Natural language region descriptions
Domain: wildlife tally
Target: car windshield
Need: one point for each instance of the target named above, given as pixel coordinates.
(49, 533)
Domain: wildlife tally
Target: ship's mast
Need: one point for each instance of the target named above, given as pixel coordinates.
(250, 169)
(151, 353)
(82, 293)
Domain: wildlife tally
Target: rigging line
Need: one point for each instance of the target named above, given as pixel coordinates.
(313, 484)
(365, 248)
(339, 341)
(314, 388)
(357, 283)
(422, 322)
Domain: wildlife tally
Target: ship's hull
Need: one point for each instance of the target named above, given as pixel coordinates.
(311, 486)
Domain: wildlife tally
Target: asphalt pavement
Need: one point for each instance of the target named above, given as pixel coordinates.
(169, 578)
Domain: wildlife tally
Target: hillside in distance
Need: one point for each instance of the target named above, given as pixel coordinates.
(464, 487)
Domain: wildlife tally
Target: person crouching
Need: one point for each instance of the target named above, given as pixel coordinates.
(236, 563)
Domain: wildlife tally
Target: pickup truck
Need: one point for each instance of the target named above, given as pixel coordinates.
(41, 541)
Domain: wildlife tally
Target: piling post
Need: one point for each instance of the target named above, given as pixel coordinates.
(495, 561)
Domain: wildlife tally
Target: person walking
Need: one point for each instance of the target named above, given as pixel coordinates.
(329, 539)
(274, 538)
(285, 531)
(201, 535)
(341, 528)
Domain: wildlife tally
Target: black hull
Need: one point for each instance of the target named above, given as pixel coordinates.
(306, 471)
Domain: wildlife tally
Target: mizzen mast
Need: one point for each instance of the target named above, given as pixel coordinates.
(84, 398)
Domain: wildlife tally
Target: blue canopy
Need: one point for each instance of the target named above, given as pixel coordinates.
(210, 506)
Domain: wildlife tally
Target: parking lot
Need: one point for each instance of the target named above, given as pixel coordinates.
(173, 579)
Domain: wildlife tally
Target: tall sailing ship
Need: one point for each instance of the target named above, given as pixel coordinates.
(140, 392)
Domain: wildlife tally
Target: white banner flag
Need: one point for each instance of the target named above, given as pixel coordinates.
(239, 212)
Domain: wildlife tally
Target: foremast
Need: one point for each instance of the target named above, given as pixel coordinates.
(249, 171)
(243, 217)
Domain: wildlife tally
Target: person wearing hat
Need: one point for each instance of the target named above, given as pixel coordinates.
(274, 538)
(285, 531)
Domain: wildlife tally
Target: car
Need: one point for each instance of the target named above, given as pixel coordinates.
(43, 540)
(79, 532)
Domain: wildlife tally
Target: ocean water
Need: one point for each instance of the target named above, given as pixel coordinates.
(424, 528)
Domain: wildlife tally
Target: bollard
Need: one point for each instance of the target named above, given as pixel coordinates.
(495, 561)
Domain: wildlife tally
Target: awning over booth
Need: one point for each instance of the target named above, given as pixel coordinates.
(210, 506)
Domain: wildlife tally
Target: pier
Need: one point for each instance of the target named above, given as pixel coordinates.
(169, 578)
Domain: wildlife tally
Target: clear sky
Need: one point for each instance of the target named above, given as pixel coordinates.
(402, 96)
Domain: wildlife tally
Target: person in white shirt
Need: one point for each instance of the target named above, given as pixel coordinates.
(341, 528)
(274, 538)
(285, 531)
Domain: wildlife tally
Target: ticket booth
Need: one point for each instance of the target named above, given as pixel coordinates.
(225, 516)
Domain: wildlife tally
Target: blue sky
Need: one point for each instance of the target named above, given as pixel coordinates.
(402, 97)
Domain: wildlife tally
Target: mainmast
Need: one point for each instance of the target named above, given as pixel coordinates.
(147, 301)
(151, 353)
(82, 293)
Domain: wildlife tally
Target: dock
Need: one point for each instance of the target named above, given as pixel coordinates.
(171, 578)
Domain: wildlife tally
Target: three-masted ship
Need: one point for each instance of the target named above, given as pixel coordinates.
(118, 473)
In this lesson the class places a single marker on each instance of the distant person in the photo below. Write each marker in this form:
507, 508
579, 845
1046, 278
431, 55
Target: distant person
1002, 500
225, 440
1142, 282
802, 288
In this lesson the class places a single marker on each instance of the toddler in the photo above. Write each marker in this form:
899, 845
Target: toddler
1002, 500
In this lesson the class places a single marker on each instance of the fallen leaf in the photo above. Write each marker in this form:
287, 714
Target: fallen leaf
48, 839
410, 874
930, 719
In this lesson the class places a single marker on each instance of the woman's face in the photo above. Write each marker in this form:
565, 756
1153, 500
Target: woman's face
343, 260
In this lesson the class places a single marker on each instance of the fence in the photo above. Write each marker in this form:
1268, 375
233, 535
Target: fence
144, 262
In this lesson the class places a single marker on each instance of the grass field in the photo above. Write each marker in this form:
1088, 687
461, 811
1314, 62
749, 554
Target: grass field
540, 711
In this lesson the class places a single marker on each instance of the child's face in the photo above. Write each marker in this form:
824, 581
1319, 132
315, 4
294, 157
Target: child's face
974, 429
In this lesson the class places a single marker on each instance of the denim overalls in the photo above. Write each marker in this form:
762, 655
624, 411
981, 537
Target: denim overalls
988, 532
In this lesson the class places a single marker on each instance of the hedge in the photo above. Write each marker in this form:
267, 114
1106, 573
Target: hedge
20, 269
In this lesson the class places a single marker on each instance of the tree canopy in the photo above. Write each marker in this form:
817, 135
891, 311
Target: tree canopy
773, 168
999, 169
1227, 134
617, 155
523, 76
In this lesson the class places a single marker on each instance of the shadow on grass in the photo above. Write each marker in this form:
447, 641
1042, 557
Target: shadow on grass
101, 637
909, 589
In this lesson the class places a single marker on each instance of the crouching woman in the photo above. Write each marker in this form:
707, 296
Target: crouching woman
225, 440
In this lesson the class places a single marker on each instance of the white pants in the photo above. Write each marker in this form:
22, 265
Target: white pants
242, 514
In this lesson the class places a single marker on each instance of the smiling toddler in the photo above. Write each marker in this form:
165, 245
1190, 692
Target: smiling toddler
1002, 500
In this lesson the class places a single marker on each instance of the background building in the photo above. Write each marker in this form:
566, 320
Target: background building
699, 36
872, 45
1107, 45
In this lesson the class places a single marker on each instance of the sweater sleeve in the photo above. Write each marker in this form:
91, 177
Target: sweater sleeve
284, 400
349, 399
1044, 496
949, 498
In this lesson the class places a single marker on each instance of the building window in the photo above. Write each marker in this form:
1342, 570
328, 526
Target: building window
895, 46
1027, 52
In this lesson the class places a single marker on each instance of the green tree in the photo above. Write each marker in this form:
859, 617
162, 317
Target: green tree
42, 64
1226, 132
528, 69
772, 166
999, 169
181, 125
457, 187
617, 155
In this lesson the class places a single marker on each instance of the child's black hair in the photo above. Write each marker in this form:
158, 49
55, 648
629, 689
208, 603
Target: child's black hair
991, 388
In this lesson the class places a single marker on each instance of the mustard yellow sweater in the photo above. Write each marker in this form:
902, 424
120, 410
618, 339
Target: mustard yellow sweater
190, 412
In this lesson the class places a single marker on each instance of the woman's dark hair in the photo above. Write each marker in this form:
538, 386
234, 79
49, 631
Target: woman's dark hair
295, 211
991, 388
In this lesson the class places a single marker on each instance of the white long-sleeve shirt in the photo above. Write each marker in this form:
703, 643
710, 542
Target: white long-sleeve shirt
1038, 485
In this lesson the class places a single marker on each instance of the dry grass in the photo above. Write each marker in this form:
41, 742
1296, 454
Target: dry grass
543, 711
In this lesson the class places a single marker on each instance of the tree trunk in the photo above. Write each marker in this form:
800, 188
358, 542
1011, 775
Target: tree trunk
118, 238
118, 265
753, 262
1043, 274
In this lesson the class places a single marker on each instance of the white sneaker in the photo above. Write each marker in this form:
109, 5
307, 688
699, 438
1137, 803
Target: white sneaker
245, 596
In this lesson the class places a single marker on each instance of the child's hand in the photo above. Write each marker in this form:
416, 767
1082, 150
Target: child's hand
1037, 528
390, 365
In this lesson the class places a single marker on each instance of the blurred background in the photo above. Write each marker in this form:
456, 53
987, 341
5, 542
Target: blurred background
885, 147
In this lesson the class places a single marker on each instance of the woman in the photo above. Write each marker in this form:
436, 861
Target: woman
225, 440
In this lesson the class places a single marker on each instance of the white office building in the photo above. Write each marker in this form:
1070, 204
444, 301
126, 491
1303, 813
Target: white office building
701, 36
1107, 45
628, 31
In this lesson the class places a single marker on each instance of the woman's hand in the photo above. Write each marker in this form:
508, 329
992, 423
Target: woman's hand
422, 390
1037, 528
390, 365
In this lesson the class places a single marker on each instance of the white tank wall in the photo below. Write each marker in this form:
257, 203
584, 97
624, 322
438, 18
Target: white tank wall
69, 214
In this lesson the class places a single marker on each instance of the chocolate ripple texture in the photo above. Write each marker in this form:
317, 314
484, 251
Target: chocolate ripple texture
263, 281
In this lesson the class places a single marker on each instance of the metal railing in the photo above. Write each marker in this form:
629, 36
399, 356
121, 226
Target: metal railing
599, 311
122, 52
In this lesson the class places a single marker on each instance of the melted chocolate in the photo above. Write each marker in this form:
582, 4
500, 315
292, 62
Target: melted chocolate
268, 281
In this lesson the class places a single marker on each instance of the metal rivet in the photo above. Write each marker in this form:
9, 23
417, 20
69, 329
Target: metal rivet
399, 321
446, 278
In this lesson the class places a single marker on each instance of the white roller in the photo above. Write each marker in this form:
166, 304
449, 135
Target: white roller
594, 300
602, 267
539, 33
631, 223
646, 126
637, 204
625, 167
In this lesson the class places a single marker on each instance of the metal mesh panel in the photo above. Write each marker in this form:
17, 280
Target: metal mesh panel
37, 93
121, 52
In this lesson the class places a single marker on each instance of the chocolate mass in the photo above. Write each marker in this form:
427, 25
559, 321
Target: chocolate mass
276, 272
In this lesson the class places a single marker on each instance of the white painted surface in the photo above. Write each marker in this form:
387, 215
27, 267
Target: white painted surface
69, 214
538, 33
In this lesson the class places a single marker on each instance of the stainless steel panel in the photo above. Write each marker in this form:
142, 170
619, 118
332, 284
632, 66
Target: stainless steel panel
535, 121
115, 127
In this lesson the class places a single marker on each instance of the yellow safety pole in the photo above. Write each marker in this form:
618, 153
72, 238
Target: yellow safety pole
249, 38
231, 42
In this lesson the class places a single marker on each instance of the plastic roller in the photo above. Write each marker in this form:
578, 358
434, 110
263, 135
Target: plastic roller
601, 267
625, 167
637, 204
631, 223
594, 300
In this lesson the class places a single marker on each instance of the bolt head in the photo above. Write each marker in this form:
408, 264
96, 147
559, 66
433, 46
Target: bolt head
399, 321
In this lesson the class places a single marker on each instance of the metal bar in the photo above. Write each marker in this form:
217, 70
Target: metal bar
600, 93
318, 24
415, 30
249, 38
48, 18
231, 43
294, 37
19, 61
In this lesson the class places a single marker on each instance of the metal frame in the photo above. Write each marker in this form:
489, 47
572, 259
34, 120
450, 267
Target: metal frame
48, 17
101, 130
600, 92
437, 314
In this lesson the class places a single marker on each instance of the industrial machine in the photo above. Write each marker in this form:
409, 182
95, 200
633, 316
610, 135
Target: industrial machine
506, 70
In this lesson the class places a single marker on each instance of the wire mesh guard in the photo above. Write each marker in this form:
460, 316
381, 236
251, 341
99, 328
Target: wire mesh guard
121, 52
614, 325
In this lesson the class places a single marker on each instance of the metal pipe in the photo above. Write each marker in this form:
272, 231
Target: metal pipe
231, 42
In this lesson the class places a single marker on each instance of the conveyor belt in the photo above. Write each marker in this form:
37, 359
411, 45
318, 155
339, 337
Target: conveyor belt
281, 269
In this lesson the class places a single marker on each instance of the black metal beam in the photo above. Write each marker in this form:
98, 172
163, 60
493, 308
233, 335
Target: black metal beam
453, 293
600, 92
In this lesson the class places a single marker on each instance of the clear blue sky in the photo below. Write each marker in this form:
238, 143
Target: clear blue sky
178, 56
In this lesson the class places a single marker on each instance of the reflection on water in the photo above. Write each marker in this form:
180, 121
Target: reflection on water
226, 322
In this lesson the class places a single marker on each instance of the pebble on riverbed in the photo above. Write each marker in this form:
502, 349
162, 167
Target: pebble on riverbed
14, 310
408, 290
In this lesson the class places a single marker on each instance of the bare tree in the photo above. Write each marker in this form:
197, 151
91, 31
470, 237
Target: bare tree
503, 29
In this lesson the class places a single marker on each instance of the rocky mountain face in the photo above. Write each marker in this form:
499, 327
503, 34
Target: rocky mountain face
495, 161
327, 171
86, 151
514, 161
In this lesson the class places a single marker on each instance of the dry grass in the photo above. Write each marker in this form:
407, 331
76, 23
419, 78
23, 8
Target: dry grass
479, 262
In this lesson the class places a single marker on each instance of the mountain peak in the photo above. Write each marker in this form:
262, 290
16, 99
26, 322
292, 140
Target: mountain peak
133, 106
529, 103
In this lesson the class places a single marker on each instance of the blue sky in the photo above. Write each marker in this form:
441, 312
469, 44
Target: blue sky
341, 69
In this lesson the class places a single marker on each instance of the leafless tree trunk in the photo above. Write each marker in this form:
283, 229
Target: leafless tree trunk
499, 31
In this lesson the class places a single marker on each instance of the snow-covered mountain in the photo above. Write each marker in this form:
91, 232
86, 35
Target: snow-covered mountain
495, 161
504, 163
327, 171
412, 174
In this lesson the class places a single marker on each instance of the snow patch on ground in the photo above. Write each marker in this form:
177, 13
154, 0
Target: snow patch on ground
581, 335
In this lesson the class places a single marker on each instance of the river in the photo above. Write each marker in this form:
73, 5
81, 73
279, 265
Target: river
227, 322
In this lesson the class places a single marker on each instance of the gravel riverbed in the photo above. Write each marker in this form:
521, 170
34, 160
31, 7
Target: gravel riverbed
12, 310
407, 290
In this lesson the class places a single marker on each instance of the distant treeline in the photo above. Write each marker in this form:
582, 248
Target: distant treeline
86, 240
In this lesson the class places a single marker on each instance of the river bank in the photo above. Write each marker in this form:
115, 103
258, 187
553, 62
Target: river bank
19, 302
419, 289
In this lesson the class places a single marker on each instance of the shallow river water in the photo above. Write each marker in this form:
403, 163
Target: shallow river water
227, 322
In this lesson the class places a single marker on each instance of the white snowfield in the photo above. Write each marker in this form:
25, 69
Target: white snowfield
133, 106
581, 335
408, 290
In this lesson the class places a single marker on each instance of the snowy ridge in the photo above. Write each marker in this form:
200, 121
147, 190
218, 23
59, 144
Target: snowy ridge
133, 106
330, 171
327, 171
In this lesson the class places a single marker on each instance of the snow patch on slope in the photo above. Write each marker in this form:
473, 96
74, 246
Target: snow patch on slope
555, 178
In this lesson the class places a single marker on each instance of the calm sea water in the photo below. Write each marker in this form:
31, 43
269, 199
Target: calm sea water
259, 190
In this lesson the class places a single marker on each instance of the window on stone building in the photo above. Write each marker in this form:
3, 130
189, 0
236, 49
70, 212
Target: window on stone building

### What you have to do
From the first line of the records above down to the line containing "Target: blue canopy", repeat each line exactly as written. Include both of those lines and add nothing.

### Your solution
Domain: wildlife tally
Target: car windshield
Need: one point for each instance of the target named above, given as pixel coordinates.
(49, 533)
Domain: wildlife tally
Target: ship's mast
Need: one point for each instance of the target named above, given as pixel coordinates.
(250, 169)
(151, 353)
(82, 293)
Domain: wildlife tally
Target: rigging line
Need: one point for each instance of the target named above, given as pixel coordinates.
(313, 484)
(365, 248)
(339, 341)
(314, 388)
(357, 283)
(422, 322)
Domain: wildlife tally
Target: ship's hull
Need: one point for each instance of the target named above, given as pixel coordinates.
(311, 486)
Domain: wildlife tally
Target: asphalt pavement
Need: one point for each instance of the target named above, given as pixel coordinates.
(169, 578)
Domain: wildlife tally
Target: hillside in distance
Need: one point for each instance of the target named above, given as pixel coordinates.
(464, 487)
Domain: wildlife tally
Target: person crouching
Need: one point for each instance of the target named above, given as pixel coordinates.
(236, 563)
Domain: wildlife tally
Target: pickup truck
Need: one point for each instance of the target named above, given as pixel coordinates.
(41, 541)
Domain: wildlife tally
Target: piling post
Need: one point for each instance of the target named above, given as pixel coordinates.
(495, 561)
Domain: wildlife tally
Target: person walking
Need: one point for each instance of the target named above, given as pixel coordinates.
(329, 539)
(274, 538)
(285, 531)
(201, 535)
(341, 528)
Domain: wildlife tally
Target: black hull
Need: one point for each instance of the target named above, given as pixel coordinates.
(306, 471)
Domain: wildlife tally
Target: mizzen mast
Need: one point for each instance of the target named above, given as pixel coordinates.
(84, 398)
Domain: wildlife tally
Target: blue canopy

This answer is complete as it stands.